— BEGIN Input —
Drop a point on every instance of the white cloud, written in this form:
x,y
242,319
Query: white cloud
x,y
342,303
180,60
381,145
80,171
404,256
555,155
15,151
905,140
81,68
— END Input —
▶ **Task to complete**
Print every line of the data above again, with nothing changed.

▶ **Answer in full**
Drop a point on every instance of the white cloud, written in this form:
x,y
242,319
Query: white cloud
x,y
342,303
180,60
381,145
80,171
404,256
555,155
15,151
905,140
81,68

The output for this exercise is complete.